Heute vor 35 Jahren erschien „The Queen is dead“. Kein übermäßig runder Anlass, um sich hier weitschweifig über die Smiths auszulassen. Ich tu‘s aber trotzdem.
Es gab bis zur Ausbreitung des Internets noch eine relativ lebendige Romantik, also jetzt nicht so was wie Abendessen bei Kerzenschein oder auf weißen Pferden in Zeitlupe über den Strand reiten, sondern eine echte „kulturgeschichtliche“ Erscheinung und Merkwürdigkeit, eine Geisteshaltung mit allem charakteristischen Zubehör: mit krankhafter Sehnsucht, mit einer diffusen Anfälligkeit für alles Unerreichbare, einem gegenstandslosen Weltschmerz, einer fiebrigen Resignation, einem unstillbaren Verlangen nach Erlösung, einer traurigen, traumverlorenen Einsamkeit an betäubend blühenden Sommerabenden.
Ihren Ausdruck fand diese Romantik in erster Linie in der Musik. Es waren nicht nur schräge Außenseitertypen, die einen Großteil ihrer Jugend damit verbrachten, auf dem Bett zu liegen und die Musik zu hören, die ihnen ihre schmerzlich-schöne Lebensuntauglichkeit, ihre erhabene Ungeliebtheit, ihre kostbare Empfindsamkeit elegisch verhallt spiegelte. Es waren fast alle auf die eine oder andere Weise Außenseiter in den Siebzigern, Achtzigern, Neunzigern, fast alle hatten ihre Beschädigungen und Unvorzeigbarkeiten, oder zumindest konnten sie sie herbeifantasieren und sich innerlich in Posen werfen, mit denen sie sich selbst zu Tränen rührten. Sie hatten kein derart entbehrungsreiches Leben wie ihre Eltern, die in Kriegs- und Nachkriegszeiten hineingewachsen waren, aber die 80er-Welt war auch nicht leicht, sie war vor allem langweilig, sie war klein und eng, und sie wurde kaum interessanter dadurch, dass man mit der Clique, mit fünf, sechs anderen Leuten, die genauso gelangweilt und verwirrt waren, auf Spielplätzen abhing und rauchte.
Die Musik war all diesen fortwährend Fallenden das rettende Netz, das sie auffing in ihrer Sehnsucht, die nicht selten ein theatralisch-tiefempfundenes Verlangen nach dem Ende war. Morrissey sang von den „songs that made you cry and the songs that saved your life“, und er selber hat wohl nicht wenige Songs gesungen, die Leben gerettet haben.
Natürlich gab es belanglose, unromantische, affirmative Gute-Laune-Musik zuhauf: Michael Jackson, Madonna, Huey Lewis, Bangles, Phil Collins, Police, Thompson Twins, Bon Jovi und so weiter. Aber das waren lediglich Nebengeräusche, Begleitmusiken für die selbstverordneten grenzdebilen Augenblicke des Alltags, die es auch mal geben musste. Die lebensentscheidenden Lieder, die für die einen von The Smiths, U2, The Cure, Bruce Springsteen, Depeche Mode, The Church, New Model Army kamen, für andere von R.E.M., Pink Floyd, Janes Addiction, Suzanne Vega, Simple Minds, Stone Roses, Tears for Fears, Talk Talk oder den Pixies waren der Stoff, der das rettende Netz unter dem Dasein bildete.

- DATENZEILEN -
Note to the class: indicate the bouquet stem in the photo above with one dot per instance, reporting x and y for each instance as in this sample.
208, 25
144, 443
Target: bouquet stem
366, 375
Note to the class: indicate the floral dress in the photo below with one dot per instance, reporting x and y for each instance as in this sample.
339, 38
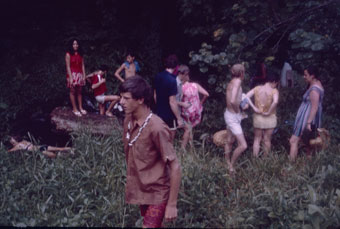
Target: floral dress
192, 114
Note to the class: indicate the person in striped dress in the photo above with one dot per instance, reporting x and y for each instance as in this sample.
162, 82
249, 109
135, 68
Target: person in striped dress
308, 117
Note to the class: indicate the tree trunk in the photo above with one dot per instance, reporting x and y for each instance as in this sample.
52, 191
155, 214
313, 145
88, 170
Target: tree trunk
65, 120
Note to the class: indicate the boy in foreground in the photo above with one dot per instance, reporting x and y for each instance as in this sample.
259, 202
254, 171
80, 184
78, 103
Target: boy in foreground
153, 170
233, 117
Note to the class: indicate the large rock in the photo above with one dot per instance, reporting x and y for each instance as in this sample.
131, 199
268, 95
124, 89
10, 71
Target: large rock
65, 120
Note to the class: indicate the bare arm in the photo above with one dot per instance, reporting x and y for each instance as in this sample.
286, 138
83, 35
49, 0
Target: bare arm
174, 108
234, 92
119, 70
175, 181
83, 68
154, 96
90, 75
202, 91
94, 86
314, 98
68, 69
273, 105
250, 102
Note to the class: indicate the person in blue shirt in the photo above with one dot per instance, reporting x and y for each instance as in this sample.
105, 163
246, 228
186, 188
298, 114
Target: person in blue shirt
165, 90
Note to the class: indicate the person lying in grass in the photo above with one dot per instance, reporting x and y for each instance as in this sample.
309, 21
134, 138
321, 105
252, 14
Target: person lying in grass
49, 151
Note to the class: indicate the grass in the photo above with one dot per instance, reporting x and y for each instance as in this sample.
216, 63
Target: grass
87, 189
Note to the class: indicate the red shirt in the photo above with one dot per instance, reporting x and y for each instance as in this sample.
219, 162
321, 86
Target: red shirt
148, 175
101, 89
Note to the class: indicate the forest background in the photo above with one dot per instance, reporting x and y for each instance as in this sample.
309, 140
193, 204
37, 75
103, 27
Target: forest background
210, 36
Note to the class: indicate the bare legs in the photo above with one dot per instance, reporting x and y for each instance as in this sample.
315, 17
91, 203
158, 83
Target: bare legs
264, 135
114, 99
75, 93
187, 136
73, 99
294, 142
257, 141
241, 146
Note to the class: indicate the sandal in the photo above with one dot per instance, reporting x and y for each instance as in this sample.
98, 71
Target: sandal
83, 112
77, 113
109, 114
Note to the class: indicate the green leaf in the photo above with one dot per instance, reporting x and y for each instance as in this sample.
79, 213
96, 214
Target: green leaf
317, 46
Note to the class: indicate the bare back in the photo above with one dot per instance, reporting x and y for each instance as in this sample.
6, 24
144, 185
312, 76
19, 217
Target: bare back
234, 95
130, 71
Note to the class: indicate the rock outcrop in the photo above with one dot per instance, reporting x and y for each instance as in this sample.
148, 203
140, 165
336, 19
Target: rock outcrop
65, 120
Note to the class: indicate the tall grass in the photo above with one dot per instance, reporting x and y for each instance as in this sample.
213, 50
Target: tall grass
87, 189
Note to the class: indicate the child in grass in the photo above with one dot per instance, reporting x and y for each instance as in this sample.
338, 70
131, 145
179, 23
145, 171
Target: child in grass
49, 151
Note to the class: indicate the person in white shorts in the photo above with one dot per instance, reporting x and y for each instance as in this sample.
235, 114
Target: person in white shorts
98, 82
233, 117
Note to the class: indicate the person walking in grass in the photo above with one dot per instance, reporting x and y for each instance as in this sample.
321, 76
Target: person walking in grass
75, 76
308, 118
98, 82
233, 117
165, 91
266, 98
153, 171
192, 114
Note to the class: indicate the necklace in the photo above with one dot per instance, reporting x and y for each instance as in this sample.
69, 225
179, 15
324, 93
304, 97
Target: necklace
139, 131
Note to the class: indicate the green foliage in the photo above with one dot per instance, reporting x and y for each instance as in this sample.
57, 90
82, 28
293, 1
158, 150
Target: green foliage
87, 189
268, 31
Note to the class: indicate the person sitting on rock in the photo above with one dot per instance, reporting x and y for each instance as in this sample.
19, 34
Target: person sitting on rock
49, 151
99, 89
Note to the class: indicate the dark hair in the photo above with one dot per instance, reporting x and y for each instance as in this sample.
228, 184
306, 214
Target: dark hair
138, 88
70, 47
104, 67
272, 78
171, 61
131, 53
312, 70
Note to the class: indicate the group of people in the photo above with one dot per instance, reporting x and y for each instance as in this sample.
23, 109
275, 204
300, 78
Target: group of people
76, 79
153, 170
266, 97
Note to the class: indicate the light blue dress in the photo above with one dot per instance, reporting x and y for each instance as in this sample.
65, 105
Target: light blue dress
304, 111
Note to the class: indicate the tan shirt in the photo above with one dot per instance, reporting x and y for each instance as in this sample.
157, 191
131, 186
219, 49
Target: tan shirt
263, 99
148, 178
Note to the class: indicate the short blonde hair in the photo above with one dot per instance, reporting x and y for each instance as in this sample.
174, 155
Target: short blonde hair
237, 70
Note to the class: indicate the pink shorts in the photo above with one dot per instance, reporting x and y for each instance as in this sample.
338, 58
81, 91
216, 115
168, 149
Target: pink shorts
153, 215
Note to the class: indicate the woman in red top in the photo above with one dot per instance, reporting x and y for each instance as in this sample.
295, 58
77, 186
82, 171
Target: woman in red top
75, 76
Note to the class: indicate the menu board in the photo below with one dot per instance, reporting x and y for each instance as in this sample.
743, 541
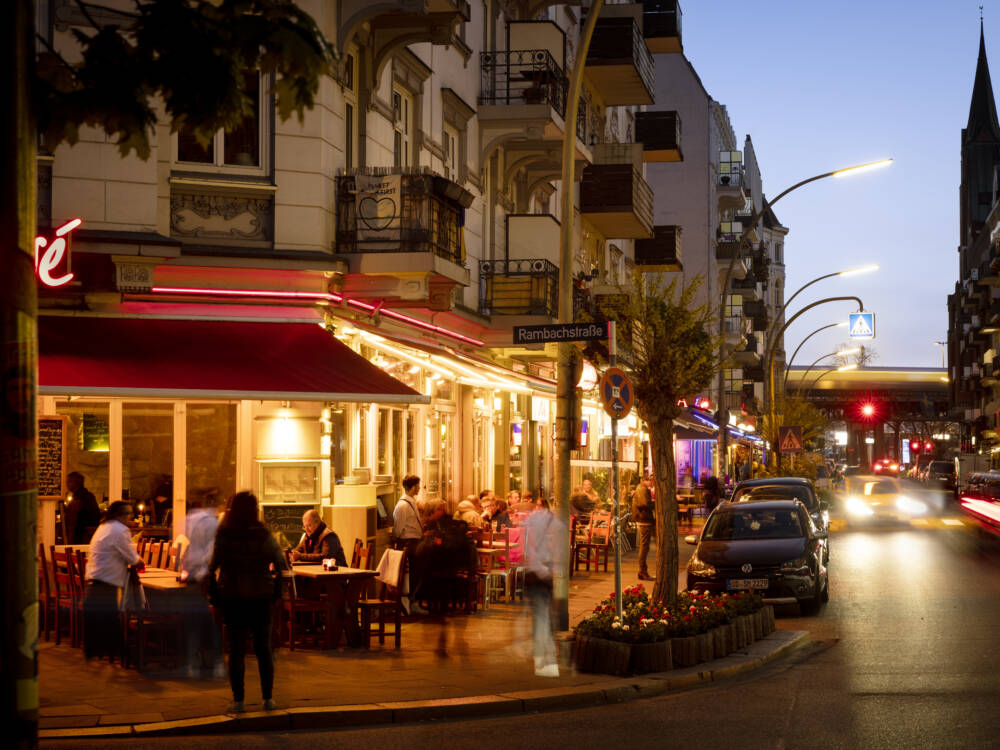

- ERFORDERLICHE SCHRITTE -
1. Zählen Sie sämtliche Interpreten auf, die die Quelle als Beispiele für belanglose, unromantische Gute-Laune-Musik nennt.
2. Geben Sie aus der Quelle wortgetreu alles ab „Heute vor 35“ bis hinunter zu „tu‘s aber trotzdem.“ wieder.

- LÖSUNGEN DER AUFGABEN -
1. Michael Jackson, Madonna, Huey Lewis, Bangles, Phil Collins, Police, Thompson Twins, Bon Jovi

2.
Heute vor 35 Jahren erschien „The Queen is dead“. Kein übermäßig runder Anlass, um sich hier weitschweifig über die Smiths auszulassen. Ich tu‘s aber trotzdem.